#### [THE PROBLEM]
Every line from the one with "Pick out each instance of the pink" to the end of the data needs to be copied exactly, and no line before it.

#### [Dataset entries]
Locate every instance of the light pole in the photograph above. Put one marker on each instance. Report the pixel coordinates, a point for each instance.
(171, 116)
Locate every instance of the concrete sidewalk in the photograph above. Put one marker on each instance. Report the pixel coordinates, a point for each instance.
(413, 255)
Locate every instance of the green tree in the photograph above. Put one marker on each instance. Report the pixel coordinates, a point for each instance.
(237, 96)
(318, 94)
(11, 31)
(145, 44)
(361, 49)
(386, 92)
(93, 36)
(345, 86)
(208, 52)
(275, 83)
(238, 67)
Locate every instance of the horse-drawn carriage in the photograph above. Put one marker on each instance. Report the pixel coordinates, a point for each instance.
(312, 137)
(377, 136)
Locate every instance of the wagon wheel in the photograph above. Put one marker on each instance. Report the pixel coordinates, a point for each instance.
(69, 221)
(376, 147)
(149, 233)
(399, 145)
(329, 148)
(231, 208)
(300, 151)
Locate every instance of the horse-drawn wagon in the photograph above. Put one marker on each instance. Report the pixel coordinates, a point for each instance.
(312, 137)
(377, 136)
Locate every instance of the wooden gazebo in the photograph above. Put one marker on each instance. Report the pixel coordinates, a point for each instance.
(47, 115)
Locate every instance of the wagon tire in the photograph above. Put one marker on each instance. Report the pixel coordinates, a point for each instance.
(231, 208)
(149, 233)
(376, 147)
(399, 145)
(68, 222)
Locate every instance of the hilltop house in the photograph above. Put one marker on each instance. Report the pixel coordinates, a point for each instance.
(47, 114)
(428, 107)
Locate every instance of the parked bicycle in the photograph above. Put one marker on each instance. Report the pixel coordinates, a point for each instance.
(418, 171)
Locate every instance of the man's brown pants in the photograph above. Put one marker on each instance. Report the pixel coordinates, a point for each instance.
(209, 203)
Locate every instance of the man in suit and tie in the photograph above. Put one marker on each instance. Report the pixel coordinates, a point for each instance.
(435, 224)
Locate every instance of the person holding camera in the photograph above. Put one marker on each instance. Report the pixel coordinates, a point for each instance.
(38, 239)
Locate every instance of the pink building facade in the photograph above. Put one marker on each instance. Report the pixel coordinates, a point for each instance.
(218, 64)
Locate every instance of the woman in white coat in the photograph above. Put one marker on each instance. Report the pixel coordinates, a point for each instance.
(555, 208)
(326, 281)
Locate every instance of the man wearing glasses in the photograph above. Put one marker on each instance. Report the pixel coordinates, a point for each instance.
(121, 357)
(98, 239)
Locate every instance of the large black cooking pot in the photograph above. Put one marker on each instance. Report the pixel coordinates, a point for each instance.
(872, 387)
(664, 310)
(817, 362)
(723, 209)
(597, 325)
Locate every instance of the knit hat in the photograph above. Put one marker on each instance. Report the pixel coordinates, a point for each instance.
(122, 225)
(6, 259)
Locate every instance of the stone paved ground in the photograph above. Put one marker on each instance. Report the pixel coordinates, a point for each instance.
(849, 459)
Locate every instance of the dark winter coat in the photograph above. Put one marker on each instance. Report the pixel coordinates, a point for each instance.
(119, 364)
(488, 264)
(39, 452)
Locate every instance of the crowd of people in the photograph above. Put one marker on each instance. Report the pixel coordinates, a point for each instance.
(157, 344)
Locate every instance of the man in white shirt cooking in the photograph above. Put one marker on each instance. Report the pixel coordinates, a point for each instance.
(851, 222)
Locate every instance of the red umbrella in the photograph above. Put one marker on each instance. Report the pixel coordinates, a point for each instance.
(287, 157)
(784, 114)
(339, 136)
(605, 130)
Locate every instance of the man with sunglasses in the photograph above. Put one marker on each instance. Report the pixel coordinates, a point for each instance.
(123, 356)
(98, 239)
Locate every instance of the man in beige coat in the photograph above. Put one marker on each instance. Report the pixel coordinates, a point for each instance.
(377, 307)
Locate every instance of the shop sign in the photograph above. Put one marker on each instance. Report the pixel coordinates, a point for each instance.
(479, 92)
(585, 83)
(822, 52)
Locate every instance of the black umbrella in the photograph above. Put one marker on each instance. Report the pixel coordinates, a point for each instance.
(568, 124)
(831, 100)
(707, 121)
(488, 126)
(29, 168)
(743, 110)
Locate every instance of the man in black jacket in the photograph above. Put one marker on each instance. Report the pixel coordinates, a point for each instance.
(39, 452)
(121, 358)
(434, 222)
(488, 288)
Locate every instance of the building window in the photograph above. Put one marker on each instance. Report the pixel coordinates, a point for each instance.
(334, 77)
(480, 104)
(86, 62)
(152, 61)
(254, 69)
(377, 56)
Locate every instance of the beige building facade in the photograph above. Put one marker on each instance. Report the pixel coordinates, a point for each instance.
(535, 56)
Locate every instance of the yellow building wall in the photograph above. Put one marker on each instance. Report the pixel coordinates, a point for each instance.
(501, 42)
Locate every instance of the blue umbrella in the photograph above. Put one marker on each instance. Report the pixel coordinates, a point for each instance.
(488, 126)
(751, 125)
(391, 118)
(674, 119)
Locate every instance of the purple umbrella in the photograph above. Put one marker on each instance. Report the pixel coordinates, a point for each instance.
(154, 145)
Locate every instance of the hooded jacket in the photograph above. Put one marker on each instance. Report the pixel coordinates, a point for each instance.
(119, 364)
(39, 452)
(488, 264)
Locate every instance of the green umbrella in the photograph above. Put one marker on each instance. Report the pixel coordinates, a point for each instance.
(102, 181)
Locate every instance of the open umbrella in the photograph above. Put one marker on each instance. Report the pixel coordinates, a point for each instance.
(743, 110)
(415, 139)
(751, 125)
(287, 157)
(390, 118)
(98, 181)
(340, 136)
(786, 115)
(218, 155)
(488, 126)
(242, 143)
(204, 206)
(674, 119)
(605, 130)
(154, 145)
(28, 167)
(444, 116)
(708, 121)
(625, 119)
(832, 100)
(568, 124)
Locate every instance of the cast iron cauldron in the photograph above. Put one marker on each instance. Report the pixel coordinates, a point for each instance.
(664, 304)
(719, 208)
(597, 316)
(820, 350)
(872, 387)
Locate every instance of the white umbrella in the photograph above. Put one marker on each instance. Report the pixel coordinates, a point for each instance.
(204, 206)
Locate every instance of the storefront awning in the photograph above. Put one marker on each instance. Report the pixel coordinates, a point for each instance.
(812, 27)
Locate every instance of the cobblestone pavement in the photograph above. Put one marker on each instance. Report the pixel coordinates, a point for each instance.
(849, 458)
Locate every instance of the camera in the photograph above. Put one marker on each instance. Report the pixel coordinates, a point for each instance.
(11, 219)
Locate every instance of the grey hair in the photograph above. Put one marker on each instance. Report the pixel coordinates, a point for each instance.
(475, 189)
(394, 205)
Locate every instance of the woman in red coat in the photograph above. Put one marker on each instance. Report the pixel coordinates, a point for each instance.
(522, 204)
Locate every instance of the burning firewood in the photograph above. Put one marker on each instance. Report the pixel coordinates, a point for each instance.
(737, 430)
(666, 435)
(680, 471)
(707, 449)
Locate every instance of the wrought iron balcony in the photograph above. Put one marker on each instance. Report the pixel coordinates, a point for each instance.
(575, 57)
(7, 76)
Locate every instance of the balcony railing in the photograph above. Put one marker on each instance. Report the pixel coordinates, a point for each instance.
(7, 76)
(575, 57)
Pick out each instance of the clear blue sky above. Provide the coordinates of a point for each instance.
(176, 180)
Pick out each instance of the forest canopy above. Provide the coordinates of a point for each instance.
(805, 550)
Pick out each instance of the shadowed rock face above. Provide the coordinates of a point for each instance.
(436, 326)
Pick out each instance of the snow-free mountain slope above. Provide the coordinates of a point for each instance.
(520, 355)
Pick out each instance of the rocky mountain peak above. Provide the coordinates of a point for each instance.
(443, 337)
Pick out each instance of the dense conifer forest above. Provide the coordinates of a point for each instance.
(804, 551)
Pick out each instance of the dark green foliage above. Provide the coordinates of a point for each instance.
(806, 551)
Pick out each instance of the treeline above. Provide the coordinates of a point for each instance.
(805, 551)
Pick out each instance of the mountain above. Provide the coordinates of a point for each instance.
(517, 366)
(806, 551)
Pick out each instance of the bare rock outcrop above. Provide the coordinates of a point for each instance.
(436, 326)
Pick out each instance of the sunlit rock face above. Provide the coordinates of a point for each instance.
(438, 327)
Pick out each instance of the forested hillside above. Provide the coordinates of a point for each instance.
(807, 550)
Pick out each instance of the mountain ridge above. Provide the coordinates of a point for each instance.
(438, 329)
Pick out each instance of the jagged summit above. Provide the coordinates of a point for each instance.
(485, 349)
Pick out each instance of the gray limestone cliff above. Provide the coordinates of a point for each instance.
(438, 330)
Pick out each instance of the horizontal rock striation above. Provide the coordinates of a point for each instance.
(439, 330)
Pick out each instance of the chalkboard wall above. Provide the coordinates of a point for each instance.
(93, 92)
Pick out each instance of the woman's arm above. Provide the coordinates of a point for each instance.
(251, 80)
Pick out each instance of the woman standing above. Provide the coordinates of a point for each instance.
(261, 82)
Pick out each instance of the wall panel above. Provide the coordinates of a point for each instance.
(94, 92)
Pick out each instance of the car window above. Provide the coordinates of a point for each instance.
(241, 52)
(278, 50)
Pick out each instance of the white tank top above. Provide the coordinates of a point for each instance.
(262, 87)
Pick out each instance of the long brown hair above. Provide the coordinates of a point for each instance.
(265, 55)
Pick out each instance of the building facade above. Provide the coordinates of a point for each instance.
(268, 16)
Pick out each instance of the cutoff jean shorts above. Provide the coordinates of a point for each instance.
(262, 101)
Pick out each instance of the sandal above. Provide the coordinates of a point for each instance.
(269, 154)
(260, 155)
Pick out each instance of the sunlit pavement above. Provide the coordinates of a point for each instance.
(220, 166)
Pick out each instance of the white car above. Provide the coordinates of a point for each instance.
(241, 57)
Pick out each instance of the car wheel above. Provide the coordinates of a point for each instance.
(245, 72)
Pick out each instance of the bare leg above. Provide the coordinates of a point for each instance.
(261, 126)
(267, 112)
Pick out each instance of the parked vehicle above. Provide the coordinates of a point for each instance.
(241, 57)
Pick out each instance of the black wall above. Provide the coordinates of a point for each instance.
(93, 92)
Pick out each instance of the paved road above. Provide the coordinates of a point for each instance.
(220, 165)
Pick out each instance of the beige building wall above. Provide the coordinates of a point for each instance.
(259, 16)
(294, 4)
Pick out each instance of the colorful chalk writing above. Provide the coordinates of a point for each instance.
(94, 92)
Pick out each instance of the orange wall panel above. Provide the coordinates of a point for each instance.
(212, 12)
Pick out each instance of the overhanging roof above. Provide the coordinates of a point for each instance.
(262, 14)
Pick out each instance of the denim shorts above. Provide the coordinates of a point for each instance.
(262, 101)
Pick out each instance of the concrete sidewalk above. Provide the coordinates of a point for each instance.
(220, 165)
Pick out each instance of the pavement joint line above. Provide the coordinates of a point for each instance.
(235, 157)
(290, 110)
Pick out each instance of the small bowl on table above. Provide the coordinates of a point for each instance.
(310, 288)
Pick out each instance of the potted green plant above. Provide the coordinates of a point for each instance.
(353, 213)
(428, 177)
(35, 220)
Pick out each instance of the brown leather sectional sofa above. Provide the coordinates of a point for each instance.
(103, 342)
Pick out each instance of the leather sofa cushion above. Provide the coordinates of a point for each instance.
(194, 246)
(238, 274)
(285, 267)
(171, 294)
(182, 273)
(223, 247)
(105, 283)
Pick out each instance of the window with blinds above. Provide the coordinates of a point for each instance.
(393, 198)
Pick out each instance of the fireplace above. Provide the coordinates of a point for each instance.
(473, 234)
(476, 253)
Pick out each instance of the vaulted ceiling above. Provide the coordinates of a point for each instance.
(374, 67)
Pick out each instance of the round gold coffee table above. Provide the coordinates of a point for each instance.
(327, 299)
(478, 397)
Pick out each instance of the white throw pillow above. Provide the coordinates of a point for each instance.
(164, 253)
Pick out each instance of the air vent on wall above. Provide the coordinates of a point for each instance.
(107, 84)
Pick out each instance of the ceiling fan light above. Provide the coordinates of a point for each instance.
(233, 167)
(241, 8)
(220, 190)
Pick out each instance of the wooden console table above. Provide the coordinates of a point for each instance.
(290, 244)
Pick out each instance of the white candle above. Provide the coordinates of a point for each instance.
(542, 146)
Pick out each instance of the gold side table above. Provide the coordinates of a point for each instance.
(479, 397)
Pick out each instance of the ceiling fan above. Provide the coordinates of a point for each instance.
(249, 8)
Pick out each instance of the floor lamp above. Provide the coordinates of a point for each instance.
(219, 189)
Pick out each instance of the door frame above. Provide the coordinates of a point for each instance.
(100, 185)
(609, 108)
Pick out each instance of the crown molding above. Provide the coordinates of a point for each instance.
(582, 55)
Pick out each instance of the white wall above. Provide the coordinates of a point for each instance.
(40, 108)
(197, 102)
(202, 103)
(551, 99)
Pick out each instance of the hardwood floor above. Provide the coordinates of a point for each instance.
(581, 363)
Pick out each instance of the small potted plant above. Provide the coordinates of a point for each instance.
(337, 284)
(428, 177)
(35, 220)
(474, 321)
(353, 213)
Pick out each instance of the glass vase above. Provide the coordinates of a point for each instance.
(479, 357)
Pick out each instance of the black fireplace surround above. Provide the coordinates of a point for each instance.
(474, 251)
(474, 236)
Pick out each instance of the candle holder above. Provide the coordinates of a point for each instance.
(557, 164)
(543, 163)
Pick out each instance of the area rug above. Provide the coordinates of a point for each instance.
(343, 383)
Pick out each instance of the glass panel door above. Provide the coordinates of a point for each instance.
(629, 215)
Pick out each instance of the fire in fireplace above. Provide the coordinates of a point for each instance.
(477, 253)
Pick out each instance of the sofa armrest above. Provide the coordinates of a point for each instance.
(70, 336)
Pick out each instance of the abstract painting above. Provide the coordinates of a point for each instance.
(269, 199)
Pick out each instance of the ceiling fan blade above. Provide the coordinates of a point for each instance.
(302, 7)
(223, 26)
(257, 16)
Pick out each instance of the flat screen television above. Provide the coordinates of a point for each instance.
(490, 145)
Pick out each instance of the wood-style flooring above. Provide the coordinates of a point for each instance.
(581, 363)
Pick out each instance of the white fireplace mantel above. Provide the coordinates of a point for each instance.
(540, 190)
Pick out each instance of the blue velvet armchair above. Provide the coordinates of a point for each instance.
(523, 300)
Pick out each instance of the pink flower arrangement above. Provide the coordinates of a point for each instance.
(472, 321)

#### [THE COMPLETED TASK]
Pick out each instance of the pink flower arrangement above. Provide the coordinates of a point for each instance.
(472, 321)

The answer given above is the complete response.